▶ _Data extracted from a collection_:
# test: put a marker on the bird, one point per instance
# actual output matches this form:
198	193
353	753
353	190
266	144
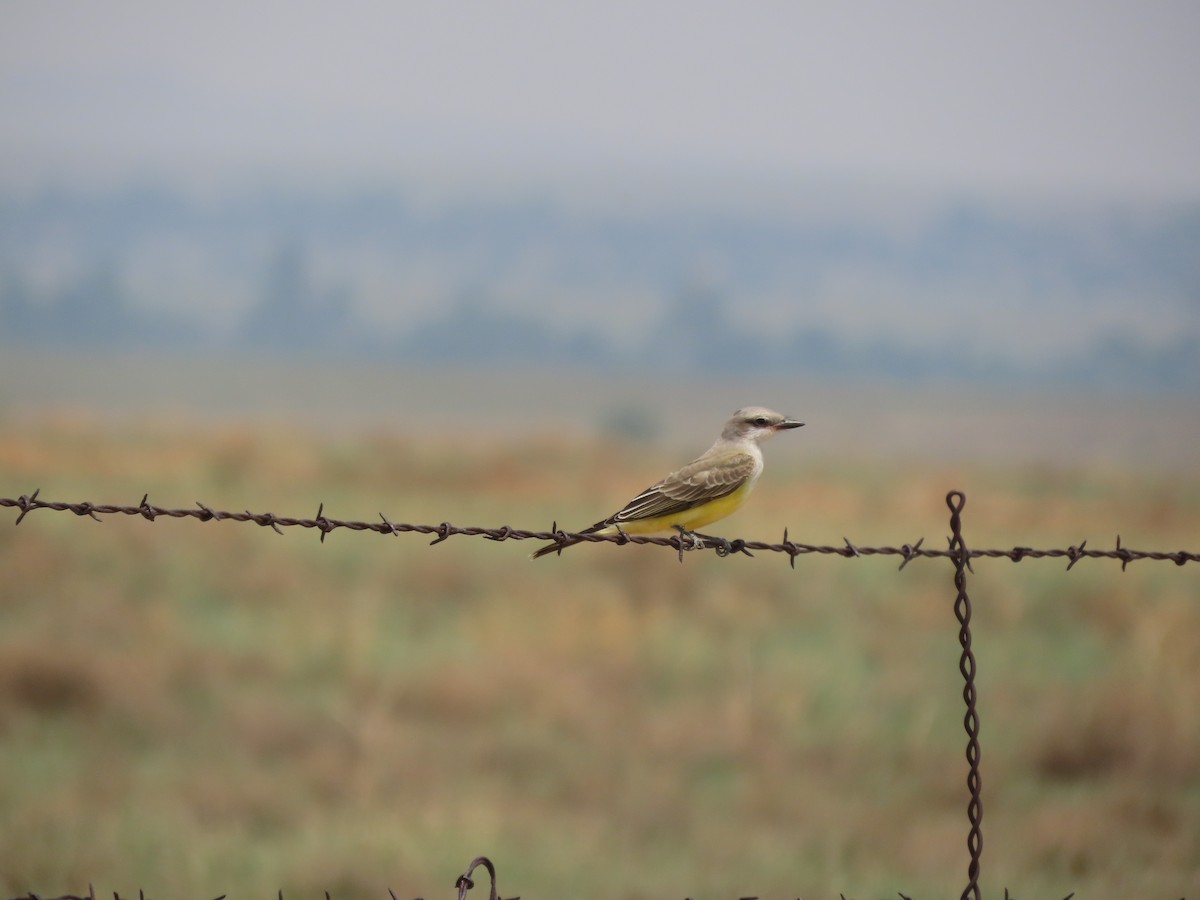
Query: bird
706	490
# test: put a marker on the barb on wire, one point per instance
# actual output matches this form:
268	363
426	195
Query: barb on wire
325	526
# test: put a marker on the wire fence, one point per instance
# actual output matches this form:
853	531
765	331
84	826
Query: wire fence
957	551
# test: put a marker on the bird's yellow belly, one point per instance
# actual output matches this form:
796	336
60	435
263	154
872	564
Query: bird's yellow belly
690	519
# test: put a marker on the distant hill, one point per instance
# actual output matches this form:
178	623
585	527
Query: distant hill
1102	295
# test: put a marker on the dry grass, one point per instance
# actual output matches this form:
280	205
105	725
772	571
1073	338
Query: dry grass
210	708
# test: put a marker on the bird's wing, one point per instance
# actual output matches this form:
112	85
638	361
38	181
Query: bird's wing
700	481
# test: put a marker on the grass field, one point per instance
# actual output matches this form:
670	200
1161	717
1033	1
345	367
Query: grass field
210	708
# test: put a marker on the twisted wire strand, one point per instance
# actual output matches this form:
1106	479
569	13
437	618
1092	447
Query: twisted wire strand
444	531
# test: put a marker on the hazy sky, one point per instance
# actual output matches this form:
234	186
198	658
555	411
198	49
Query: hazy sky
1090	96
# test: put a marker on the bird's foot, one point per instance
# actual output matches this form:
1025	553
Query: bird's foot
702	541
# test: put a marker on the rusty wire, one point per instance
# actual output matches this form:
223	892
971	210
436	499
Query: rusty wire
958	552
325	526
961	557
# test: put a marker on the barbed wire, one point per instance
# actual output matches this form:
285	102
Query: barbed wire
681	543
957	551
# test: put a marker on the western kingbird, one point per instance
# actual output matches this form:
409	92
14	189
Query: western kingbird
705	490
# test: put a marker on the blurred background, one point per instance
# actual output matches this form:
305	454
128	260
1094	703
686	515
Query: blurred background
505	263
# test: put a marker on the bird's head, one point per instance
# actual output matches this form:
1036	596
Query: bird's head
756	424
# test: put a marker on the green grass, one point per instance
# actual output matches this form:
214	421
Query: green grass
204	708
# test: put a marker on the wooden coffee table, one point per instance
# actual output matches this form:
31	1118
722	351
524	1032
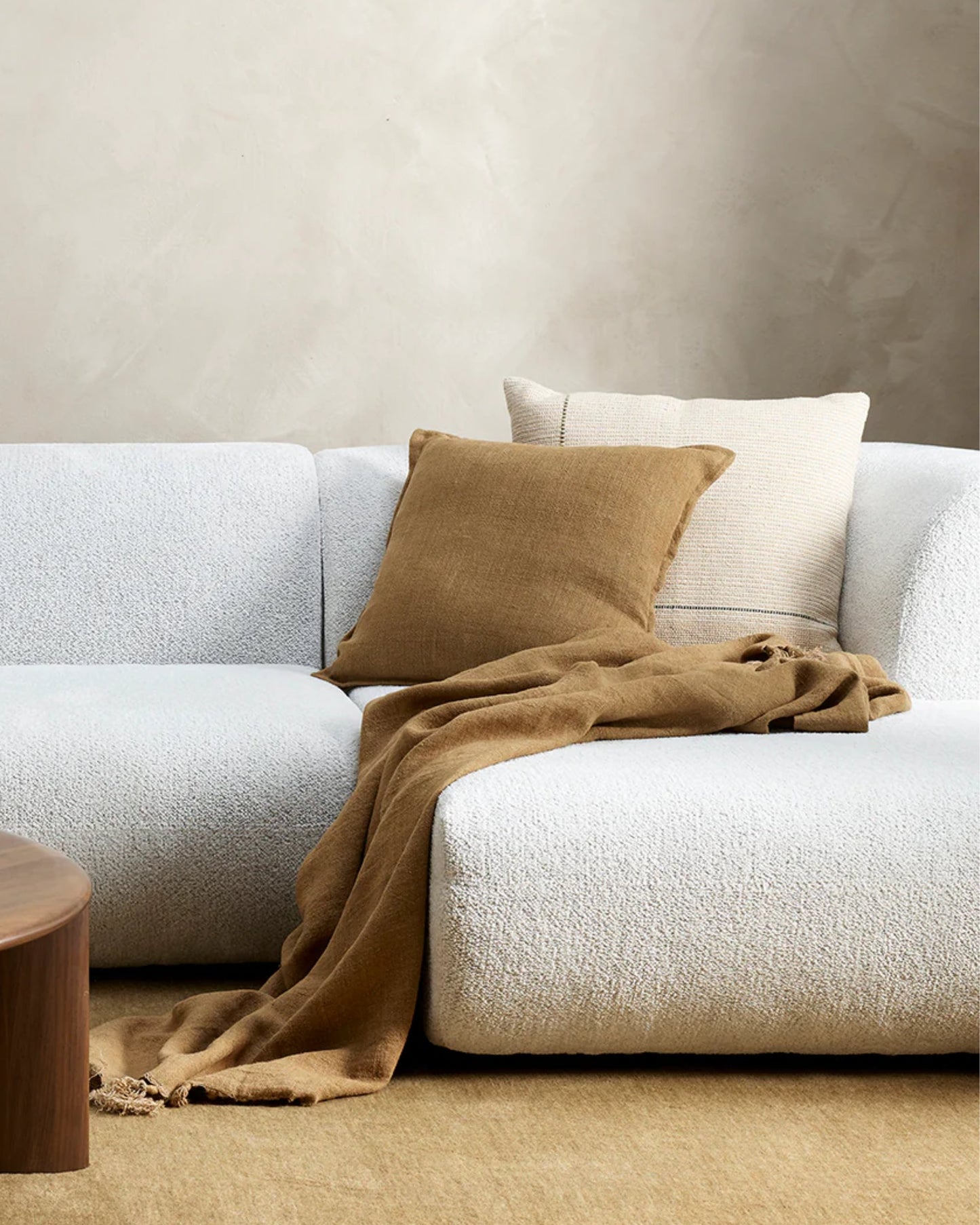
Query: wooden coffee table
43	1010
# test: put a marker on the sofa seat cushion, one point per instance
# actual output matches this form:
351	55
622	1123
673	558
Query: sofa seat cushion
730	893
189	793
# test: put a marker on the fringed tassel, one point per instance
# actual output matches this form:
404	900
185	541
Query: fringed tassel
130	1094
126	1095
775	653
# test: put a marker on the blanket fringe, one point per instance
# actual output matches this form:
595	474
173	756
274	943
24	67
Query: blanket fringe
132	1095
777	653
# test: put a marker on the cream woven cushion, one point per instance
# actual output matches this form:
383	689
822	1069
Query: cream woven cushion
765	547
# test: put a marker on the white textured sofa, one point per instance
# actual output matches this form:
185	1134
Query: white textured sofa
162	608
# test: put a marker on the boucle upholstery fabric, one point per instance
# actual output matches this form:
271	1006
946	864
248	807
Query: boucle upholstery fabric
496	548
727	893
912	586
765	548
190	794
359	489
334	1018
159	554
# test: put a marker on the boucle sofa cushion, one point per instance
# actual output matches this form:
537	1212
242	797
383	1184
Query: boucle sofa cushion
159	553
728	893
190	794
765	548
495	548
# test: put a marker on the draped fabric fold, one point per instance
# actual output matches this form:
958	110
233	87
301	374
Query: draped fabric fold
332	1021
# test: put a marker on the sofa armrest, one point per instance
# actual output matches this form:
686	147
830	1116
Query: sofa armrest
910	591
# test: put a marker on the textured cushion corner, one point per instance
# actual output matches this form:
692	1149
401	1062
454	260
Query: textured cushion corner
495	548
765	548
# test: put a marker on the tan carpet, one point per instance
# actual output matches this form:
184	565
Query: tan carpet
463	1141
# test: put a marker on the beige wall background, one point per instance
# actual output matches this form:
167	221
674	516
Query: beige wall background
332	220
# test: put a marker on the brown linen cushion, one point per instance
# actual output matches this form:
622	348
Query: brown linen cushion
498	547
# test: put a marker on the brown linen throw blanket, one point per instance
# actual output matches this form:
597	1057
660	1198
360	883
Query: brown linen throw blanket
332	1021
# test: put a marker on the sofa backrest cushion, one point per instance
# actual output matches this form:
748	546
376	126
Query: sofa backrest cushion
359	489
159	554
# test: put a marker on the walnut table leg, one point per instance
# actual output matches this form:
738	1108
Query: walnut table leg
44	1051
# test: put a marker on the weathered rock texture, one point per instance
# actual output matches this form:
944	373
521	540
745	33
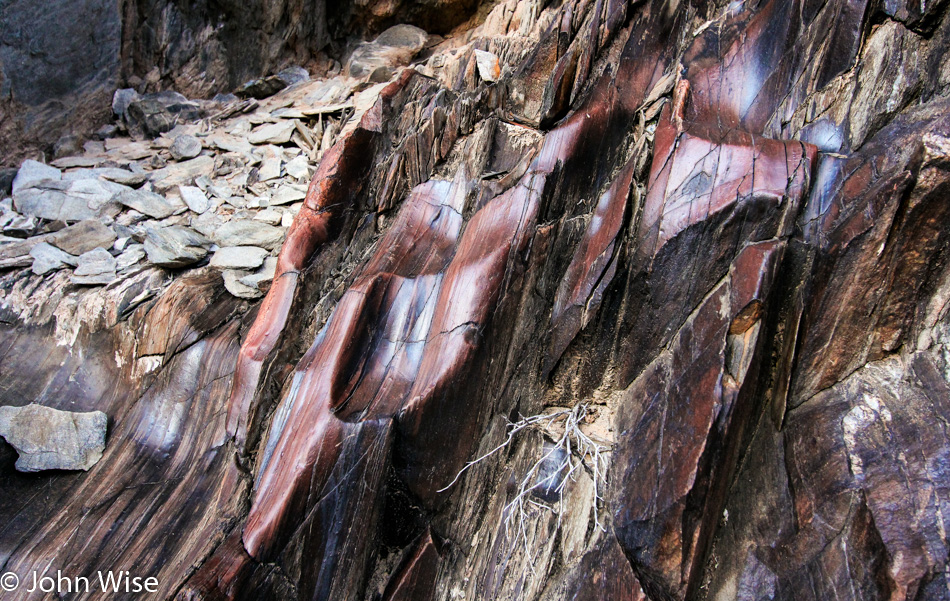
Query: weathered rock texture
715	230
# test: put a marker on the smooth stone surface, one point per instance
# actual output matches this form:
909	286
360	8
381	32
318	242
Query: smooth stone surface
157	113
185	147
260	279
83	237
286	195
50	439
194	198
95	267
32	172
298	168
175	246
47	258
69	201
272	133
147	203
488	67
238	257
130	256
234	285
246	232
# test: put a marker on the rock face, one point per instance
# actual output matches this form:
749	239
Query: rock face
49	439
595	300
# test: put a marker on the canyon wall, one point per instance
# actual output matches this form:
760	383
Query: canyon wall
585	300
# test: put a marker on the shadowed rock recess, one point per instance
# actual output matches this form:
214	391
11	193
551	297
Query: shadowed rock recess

▶ _ABOUT THIS EXERCISE_: In your copy, reproduce the data above exactly and skip every picture.

▶ _RESULT FOR THIS TASK_:
# test: put a marker on the bird, one point per instance
# actual output matches this form:
198	193
353	753
353	190
266	144
Query: bird
706	490
# test: put a marker on the barb on wire, one point per instance
# actual output matches this form:
268	363
426	195
Query: barb on wire
325	526
# test: put a marker on the wire fence, one point per instance
# actual output matches this form:
853	531
765	331
84	826
Query: wire fence
957	551
# test: put a marker on the bird's yellow belly, one point per instance
# actual output matches this form:
796	336
60	435
263	154
872	564
Query: bird's yellow belly
690	519
# test: put a marker on the distant hill, one point per instance
# actual output matches this form:
178	623
585	527
Query: distant hill
1102	295
# test: put a marker on the dry grass, one point per instance
# actual output matches this form:
280	205
105	725
772	571
1073	338
Query: dry grass
210	708
# test: put a marker on the bird's wing, one point per instance
# actual output matches this form:
112	85
638	361
38	181
Query: bird's wing
700	481
# test: put a marker on the grass field, one point per instance
# actual output matches this form:
670	200
1161	717
1033	1
345	367
Query: grass field
210	708
# test: put a marker on the twisted wire strand, one point per instance
# actual output matches this form:
1106	479
569	13
437	618
1092	447
Query: twisted wire strand
444	531
# test: put a marker on the hazy sky, one point per instance
# actual output matches this form:
234	186
198	658
555	411
198	49
Query: hazy sky
1090	96
# test: put a marker on the bird's foot, one point per instance
# actual output matches this form:
1025	553
Query: bird's foot
702	541
# test: put a marker on the rusty wire, one point per instance
# actual output matches this form:
223	892
971	210
436	499
Query: rusty wire
958	552
325	526
961	557
# test: put a marker on the barbed wire, one point per instance
# actual output matches this form:
285	102
Query: barbed wire
681	543
957	551
# test: put a marker on the western kingbird, one point per instance
# actual output matches this form:
409	92
14	189
Query: western kingbird
705	490
# test: put a marker on the blurred background, one point per instance
# actual output matches this form:
305	454
128	260
1094	703
686	515
Query: blurred background
505	263
# test: put a marker on the bird's head, one point per instance
# actual output matches this form:
1036	596
Query: bird's head
756	424
# test: put a marker on the green grass, one point per instance
# actual output matches this form:
214	421
Query: green grass
204	708
# test: put a marker on the wooden coffee table, one point per instance
# actual output matches this form:
31	1118
722	351
524	1032
Query: wooden coffee table
43	1010
# test: put a marker on the sofa seat cushion, one point per instance
# actual output matches this form:
351	55
622	1123
673	558
Query: sofa seat cushion
730	893
189	793
# test: put a marker on the fringed tassel, one point per instance
# actual output matches this form:
404	900
185	541
Query: fringed tassel
130	1094
126	1095
775	653
# test: put a marker on the blanket fringe, one point per instance
# actual output matches this form:
595	474
173	756
274	943
24	67
Query: blanket fringe
132	1095
777	653
# test: put a marker on the cream woven cushion, one point per instance
# actual output matches this form:
383	689
822	1069
Query: cream woven cushion
765	547
# test: put a marker on the white textured sofa, one point per instance
# actual output matches this form:
185	1134
Query: white textured sofa
162	608
# test: put a marker on the boucle upholstery fabric, one point per instance
# actual output matches this form:
271	1006
946	864
248	807
Query: boucle upholstery fabric
496	548
727	893
912	586
765	548
190	794
359	489
334	1018
159	554
# test: put a marker on the boucle sofa cushion, one point per instance
# actual output matches this form:
537	1212
242	797
383	1184
Query: boucle sofa cushion
159	553
728	893
190	794
765	548
495	548
# test: put a marker on the draped fabric fold, one point per instance
# actual output matches this form:
958	110
233	87
301	374
Query: draped fabric fold
332	1021
# test: put a marker on the sofa armrest, one point per instance
# actual output matches this form:
686	147
830	1116
Query: sofa armrest
910	591
# test: put a marker on the textured cushion corner, one point per instance
# actual output matches this form:
692	1149
401	1062
454	260
Query: textured cushion corner
495	548
765	548
# test: put a marker on the tan carpet, one point per instance
# actual output matches this form:
184	565
Query: tan carpet
463	1141
# test: put a marker on the beige wall background, one point per instance
# actual output matches this form:
167	221
674	516
Query: beige wall background
332	220
# test: put a marker on the brown linen cushion, one point per instance
# actual output matches this form:
622	348
Query: brown linen cushion
498	547
# test: put a marker on the brown linen throw blanket, one point per instance
# actual output matches this form:
597	1057
660	1198
360	883
Query: brown linen throw blanket
332	1021
# test: put a marker on the sofa backrest cushion, one point per instance
# actual output matches this form:
748	546
376	126
Query: sofa backrest cushion
359	489
159	554
# test: put a marker on the walnut table leg, one point per instance
# actual output matches this form:
738	1108
Query: walnut table leg
44	1051
# test: put a marker on the weathered rock texture, one point per instance
# actual output matches this form:
944	373
521	540
745	33
Query: weathered rock texture
715	230
# test: put a marker on the smooth stone surface, one point per instance
# actual output matches this form:
909	286
360	8
381	32
318	242
Query: smooth stone surface
157	113
185	147
260	279
83	237
286	195
50	439
194	198
95	267
32	172
298	168
175	246
47	258
69	201
272	133
147	203
488	67
238	257
130	256
234	285
246	232
# test: put a marker on the rock face, one point per instance
# actual output matches this form:
749	239
Query: rock face
49	439
595	300
# test: put a marker on the canyon wall, one point per instance
# actual output matches this form:
760	383
Query: canyon wall
585	300
# test: put a marker on the shadowed rock recess, one point per instance
# actual output matches this form:
214	391
11	193
551	297
Query: shadowed rock recess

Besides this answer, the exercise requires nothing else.